*PROBLEM 1*
Pull out every line of the records that contains the string "cabin", matching case exactly.

======== EXCERPTED TEXT

Thanks for listening
 
I have no friends in real life. All my good family has died off. My remaining family and I parted ways many years ago. I have had a few friends at different parts in my life. But, they always constantly took from me. Once I stopped given they ghosted me. So, I've learned to be happy with no friends or family.

But, I think it's best for most people to try to make friends when they can. It can be really difficult now-a-days though. IMO, the best thing to do is enjoy life as much as you can without thinking about what you don't have.
 
Hi Aimee! It's nice to meet you.

I'm sorry things seem so gloomy for you, but you have a good chance of making friends here. My social life is also fairly limited and thankfully I do have a couple of supportive friends, but I can only tolerate being around others for a while and then I get burned out. I don't like groups or crowds and I really don't like to go out since I'm a homebody. On the flip side, I don't think others could stand to be around me for too long either. 😂😂

And yes, I have no one left of immediate family either, but I'm learning to cope with it and I do have a few extended family members. I also have my two cats. Do you like pets or do you have any?

Unfortunately, sometimes we just have to be grateful for what we have in life and sometimes life just isn't what we expected or hoped for. At times it's hard to see the good things that we have in life, but that's all we can do.

================

*PROBLEM 2*
Answer these questions from the forum thread:
(a) What did the first writer's former friends do once the writer stopped giving?
(b) What pets does the person replying to Aimee have?
(c) According to the reply, what happens after that person spends a while around others?

======== RECORDS TO PROCESS

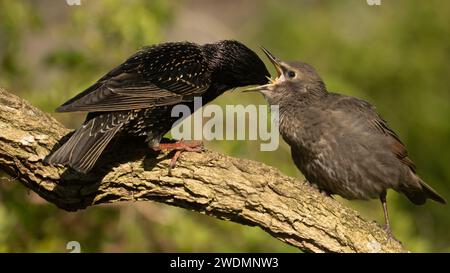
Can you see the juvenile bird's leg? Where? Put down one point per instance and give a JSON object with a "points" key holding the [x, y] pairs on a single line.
{"points": [[386, 215], [179, 146]]}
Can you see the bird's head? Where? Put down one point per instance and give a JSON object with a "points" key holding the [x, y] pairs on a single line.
{"points": [[295, 80], [235, 65]]}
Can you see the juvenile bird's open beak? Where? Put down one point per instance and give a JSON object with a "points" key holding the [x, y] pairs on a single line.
{"points": [[276, 63]]}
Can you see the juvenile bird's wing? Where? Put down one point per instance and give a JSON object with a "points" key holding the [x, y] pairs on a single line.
{"points": [[164, 74], [367, 117]]}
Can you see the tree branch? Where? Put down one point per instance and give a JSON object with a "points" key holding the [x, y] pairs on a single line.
{"points": [[239, 190]]}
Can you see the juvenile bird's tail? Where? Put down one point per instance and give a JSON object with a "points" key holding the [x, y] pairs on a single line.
{"points": [[419, 195], [85, 146]]}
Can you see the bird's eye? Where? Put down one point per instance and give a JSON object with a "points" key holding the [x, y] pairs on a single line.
{"points": [[291, 74]]}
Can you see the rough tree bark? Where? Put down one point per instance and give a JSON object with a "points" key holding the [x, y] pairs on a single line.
{"points": [[239, 190]]}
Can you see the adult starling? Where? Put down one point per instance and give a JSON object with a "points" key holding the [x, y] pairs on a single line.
{"points": [[340, 143], [137, 97]]}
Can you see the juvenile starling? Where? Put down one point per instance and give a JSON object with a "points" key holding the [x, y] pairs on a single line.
{"points": [[340, 143], [137, 97]]}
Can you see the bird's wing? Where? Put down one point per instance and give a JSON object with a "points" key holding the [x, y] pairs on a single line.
{"points": [[158, 75], [375, 123]]}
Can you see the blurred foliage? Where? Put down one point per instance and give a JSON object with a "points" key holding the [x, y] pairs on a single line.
{"points": [[394, 55]]}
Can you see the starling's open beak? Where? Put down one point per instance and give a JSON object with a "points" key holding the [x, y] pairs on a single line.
{"points": [[274, 60], [276, 63]]}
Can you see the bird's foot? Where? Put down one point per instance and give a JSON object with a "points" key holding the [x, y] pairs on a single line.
{"points": [[180, 147]]}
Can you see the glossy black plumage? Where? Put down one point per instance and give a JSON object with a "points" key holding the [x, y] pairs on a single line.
{"points": [[137, 96]]}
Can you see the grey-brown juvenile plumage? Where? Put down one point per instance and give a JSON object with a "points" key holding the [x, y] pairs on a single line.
{"points": [[137, 97], [340, 143]]}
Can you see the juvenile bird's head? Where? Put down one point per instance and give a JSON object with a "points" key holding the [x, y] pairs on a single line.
{"points": [[235, 65], [295, 81]]}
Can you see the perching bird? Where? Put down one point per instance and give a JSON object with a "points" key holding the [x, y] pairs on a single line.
{"points": [[137, 97], [340, 143]]}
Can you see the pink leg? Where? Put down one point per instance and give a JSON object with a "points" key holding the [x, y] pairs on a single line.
{"points": [[180, 147]]}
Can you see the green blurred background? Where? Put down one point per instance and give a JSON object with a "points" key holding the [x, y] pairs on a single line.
{"points": [[395, 55]]}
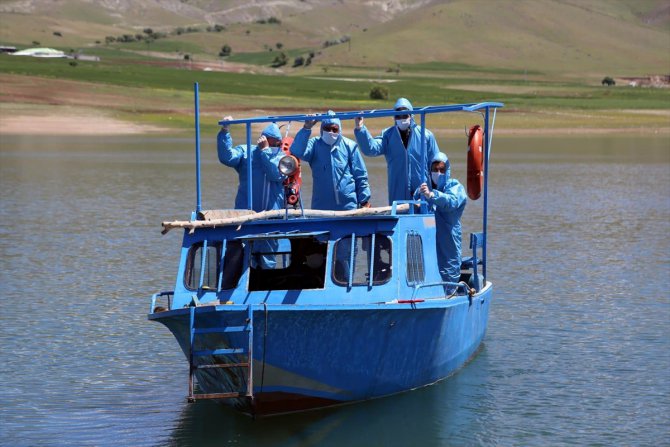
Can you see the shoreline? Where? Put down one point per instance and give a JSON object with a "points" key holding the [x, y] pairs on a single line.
{"points": [[98, 124]]}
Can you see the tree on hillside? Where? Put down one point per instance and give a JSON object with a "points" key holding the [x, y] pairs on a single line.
{"points": [[379, 92], [280, 60], [225, 51]]}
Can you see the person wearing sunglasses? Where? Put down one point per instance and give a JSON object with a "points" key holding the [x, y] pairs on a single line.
{"points": [[407, 165], [447, 198], [339, 175], [267, 187]]}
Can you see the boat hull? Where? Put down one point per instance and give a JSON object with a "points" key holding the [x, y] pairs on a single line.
{"points": [[307, 357]]}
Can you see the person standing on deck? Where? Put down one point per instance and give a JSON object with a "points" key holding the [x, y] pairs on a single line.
{"points": [[339, 175], [267, 181], [267, 184], [407, 164], [448, 198]]}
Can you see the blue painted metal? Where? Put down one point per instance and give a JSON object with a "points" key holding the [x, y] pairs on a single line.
{"points": [[250, 154], [198, 202], [274, 351]]}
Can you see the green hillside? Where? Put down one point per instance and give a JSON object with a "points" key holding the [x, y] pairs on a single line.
{"points": [[617, 37], [544, 58]]}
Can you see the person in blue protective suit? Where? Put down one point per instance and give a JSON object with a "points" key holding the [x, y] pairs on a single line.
{"points": [[267, 181], [448, 199], [407, 163], [339, 175]]}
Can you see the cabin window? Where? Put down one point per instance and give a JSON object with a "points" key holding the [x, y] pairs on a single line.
{"points": [[232, 261], [194, 266], [287, 264], [381, 269], [415, 268]]}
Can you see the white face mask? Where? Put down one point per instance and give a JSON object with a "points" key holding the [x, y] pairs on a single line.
{"points": [[436, 177], [403, 124], [329, 137]]}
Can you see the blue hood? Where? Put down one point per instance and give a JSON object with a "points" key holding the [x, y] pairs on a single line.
{"points": [[403, 102], [272, 131], [333, 120]]}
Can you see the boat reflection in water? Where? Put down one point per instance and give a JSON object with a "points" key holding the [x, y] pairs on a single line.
{"points": [[342, 307]]}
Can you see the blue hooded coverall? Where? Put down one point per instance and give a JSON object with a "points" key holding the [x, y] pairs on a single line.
{"points": [[407, 167], [339, 175], [267, 181], [448, 202]]}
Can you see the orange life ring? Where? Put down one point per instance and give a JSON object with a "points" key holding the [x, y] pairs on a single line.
{"points": [[475, 162]]}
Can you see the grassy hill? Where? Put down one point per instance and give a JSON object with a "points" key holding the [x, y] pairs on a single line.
{"points": [[616, 37], [543, 58]]}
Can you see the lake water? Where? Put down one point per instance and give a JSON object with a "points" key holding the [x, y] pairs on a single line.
{"points": [[577, 351]]}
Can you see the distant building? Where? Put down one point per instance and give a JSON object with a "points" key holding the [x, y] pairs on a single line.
{"points": [[40, 52]]}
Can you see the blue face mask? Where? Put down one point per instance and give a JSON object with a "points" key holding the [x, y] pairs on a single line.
{"points": [[329, 137], [438, 178]]}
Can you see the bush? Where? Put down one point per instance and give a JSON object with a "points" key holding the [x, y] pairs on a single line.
{"points": [[379, 92], [608, 81], [225, 51], [280, 60]]}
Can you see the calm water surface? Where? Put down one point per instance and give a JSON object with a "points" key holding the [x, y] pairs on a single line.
{"points": [[577, 351]]}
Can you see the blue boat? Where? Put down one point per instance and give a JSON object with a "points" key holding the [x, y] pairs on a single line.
{"points": [[350, 310]]}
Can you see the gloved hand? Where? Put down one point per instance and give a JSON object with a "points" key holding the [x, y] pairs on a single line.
{"points": [[226, 126], [427, 193], [262, 142], [309, 123]]}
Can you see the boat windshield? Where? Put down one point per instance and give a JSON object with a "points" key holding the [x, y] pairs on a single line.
{"points": [[287, 263]]}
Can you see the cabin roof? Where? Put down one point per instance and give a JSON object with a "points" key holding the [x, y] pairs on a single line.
{"points": [[222, 218]]}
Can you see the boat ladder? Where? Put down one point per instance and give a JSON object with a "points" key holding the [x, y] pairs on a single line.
{"points": [[228, 351]]}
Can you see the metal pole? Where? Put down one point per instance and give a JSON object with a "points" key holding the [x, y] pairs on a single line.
{"points": [[249, 155], [198, 204], [486, 190]]}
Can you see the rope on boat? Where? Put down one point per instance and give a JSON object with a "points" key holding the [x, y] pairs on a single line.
{"points": [[245, 216]]}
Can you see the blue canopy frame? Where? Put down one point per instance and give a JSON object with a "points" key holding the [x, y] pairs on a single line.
{"points": [[483, 108]]}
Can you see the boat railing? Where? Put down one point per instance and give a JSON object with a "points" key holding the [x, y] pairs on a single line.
{"points": [[421, 204], [459, 286], [487, 110], [156, 296]]}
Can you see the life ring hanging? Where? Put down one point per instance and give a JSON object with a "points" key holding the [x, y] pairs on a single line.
{"points": [[475, 162], [293, 182]]}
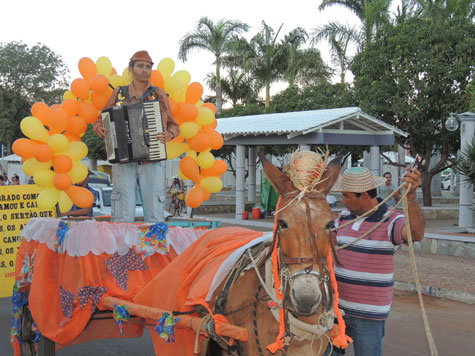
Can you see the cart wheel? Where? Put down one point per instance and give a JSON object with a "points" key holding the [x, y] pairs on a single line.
{"points": [[44, 346]]}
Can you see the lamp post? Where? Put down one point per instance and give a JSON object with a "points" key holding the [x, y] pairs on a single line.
{"points": [[467, 129]]}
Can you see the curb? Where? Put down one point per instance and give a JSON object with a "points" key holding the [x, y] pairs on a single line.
{"points": [[432, 291]]}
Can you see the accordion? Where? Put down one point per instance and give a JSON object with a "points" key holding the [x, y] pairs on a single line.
{"points": [[132, 133]]}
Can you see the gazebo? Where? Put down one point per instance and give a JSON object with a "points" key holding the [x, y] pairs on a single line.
{"points": [[342, 126]]}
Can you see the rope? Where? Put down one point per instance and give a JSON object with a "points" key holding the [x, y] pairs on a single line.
{"points": [[430, 339]]}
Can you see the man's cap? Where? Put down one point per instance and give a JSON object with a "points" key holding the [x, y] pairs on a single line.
{"points": [[142, 56], [357, 180]]}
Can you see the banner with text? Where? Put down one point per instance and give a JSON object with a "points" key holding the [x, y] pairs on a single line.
{"points": [[17, 207]]}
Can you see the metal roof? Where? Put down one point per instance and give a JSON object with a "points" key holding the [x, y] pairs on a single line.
{"points": [[350, 120]]}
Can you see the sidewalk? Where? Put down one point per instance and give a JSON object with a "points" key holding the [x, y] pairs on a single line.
{"points": [[441, 276]]}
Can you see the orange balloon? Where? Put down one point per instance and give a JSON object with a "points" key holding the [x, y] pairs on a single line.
{"points": [[99, 100], [218, 168], [216, 141], [77, 125], [99, 83], [82, 197], [44, 153], [71, 106], [24, 147], [87, 68], [41, 111], [80, 87], [88, 112], [200, 142], [58, 121], [178, 139], [62, 164], [209, 106], [72, 137], [188, 112], [62, 181], [173, 106], [194, 197], [190, 169], [193, 93], [157, 79]]}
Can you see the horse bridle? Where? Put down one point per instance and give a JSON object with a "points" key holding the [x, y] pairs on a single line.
{"points": [[324, 280]]}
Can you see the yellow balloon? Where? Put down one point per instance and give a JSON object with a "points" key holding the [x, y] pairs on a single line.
{"points": [[182, 176], [34, 129], [104, 66], [115, 80], [65, 203], [212, 184], [44, 178], [76, 150], [183, 77], [205, 160], [48, 198], [205, 116], [68, 94], [58, 143], [126, 77], [174, 149], [79, 172], [31, 166], [189, 129], [192, 154], [166, 67]]}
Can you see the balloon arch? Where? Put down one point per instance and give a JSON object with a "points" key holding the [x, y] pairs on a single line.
{"points": [[53, 151]]}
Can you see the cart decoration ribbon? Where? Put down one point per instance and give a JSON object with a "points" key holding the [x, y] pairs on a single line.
{"points": [[67, 299], [63, 228], [165, 327], [153, 239], [86, 293], [120, 265], [121, 314]]}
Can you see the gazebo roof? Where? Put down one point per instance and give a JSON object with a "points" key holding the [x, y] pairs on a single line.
{"points": [[308, 127]]}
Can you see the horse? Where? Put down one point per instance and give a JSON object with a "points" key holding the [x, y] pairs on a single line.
{"points": [[303, 240]]}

================

*REPLY 1*
Can you see the cabin window? Where? Put down one point per instance and give a JSON object with a "points" key holding the [x, y] pairs on a single line.
Can you see the cabin roof? Where? Put down one point per instance and give a JSON object with a "points" key holding the [x, y] pairs on a single line.

*REPLY 2*
(a) They ghosted the writer.
(b) Two cats.
(c) That person gets burned out.